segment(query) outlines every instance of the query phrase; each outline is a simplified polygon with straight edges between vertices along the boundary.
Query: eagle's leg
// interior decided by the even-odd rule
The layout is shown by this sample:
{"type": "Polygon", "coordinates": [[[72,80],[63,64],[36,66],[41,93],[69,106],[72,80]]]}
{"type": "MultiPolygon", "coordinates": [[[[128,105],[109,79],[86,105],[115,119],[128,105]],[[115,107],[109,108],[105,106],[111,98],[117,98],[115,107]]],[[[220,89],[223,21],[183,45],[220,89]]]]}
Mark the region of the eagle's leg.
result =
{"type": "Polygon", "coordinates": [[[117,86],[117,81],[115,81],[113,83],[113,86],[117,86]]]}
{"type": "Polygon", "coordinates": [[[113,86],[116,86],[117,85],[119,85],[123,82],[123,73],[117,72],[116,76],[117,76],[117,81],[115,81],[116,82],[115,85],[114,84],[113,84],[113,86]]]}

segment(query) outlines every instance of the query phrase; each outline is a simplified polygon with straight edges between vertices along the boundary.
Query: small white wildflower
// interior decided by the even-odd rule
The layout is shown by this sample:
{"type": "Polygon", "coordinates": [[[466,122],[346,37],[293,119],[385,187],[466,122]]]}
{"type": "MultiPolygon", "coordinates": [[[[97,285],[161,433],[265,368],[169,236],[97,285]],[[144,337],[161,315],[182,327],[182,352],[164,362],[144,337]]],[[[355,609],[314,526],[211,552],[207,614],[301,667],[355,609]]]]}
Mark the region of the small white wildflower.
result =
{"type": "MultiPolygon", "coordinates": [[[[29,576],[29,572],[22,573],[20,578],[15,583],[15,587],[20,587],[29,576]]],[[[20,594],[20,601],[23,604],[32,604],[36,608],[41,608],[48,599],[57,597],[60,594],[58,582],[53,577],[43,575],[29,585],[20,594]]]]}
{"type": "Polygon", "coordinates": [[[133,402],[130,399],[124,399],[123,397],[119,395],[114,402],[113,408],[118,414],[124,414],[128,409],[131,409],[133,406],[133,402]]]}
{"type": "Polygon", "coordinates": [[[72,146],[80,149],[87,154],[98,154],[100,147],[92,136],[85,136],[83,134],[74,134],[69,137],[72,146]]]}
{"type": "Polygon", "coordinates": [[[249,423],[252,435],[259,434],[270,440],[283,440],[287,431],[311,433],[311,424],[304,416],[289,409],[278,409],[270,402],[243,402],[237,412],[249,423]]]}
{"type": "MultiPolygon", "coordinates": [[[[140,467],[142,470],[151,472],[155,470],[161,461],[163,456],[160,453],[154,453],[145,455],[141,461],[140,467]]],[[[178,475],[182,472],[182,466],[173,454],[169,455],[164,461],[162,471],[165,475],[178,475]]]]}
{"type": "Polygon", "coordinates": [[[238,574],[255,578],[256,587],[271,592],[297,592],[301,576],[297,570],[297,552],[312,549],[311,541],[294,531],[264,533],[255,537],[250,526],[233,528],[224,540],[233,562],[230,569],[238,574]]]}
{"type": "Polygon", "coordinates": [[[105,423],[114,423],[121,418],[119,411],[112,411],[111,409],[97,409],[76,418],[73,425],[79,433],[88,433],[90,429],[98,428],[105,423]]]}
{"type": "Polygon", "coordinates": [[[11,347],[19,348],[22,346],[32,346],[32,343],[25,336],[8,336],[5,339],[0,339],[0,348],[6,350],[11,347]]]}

**TASK TO CARRY OUT**
Retype the entries exactly, including every line.

**THE COMPLETED TASK**
segment(query) outlines every instance of the query phrase; each outline is a simplified polygon with straight edges between vertices along the boundary.
Query: eagle's leg
// interior decided by the even-odd rule
The layout is shown by this sample:
{"type": "Polygon", "coordinates": [[[72,80],[63,64],[36,66],[41,93],[69,106],[72,80]]]}
{"type": "MultiPolygon", "coordinates": [[[[128,105],[109,79],[86,105],[115,119],[128,105]],[[115,107],[109,108],[105,106],[111,98],[117,98],[115,107]]],[[[220,89],[223,21],[183,45],[220,89]]]]}
Mark the region of the eagle's leg.
result =
{"type": "Polygon", "coordinates": [[[117,86],[117,81],[115,81],[113,83],[113,86],[117,86]]]}
{"type": "Polygon", "coordinates": [[[113,86],[116,86],[117,85],[119,85],[123,82],[123,73],[117,72],[116,76],[117,76],[117,81],[115,81],[116,82],[115,85],[114,84],[113,84],[113,86]]]}

segment(query) outlines every instance of the query phrase; each outline is a simplified polygon with straight edges between vertices along the boundary.
Query: small white wildflower
// interior decided by the even-odd rule
The layout is shown by this sample:
{"type": "Polygon", "coordinates": [[[466,122],[346,37],[293,119],[385,187],[466,122]]]}
{"type": "MultiPolygon", "coordinates": [[[[97,285],[161,433],[265,368],[169,236],[97,285]],[[144,337],[161,315],[182,327],[182,352],[164,362],[144,337]]],[[[355,609],[314,526],[211,552],[207,614],[301,667],[355,609]]]]}
Mark the region of the small white wildflower.
result =
{"type": "MultiPolygon", "coordinates": [[[[29,576],[29,572],[22,573],[20,578],[15,583],[15,587],[20,587],[29,576]]],[[[20,594],[20,601],[23,604],[32,604],[36,608],[41,608],[48,599],[57,597],[60,594],[58,582],[53,577],[43,575],[29,585],[20,594]]]]}
{"type": "Polygon", "coordinates": [[[133,402],[130,399],[124,399],[123,397],[119,395],[114,402],[113,408],[118,414],[124,414],[128,409],[131,409],[133,406],[133,402]]]}
{"type": "Polygon", "coordinates": [[[72,146],[80,149],[87,154],[98,154],[100,147],[92,136],[85,136],[83,134],[74,134],[69,137],[72,146]]]}
{"type": "Polygon", "coordinates": [[[249,423],[252,435],[259,434],[270,440],[283,440],[287,431],[311,433],[311,424],[304,416],[289,409],[278,409],[270,402],[243,402],[237,412],[249,423]]]}
{"type": "MultiPolygon", "coordinates": [[[[140,467],[142,470],[151,472],[155,470],[161,461],[163,456],[160,453],[154,453],[145,455],[141,461],[140,467]]],[[[178,475],[182,472],[182,466],[173,454],[169,455],[164,461],[162,471],[165,475],[178,475]]]]}
{"type": "Polygon", "coordinates": [[[238,574],[255,578],[256,587],[271,592],[297,592],[301,576],[297,570],[297,552],[312,549],[311,541],[294,531],[264,533],[255,537],[250,526],[233,528],[224,540],[233,562],[230,569],[238,574]]]}
{"type": "Polygon", "coordinates": [[[105,423],[114,423],[121,418],[119,411],[112,411],[111,409],[97,409],[76,418],[73,425],[79,433],[88,433],[90,429],[98,428],[105,423]]]}
{"type": "Polygon", "coordinates": [[[11,347],[19,348],[22,346],[32,346],[32,343],[25,336],[8,336],[5,339],[0,339],[0,348],[6,350],[11,347]]]}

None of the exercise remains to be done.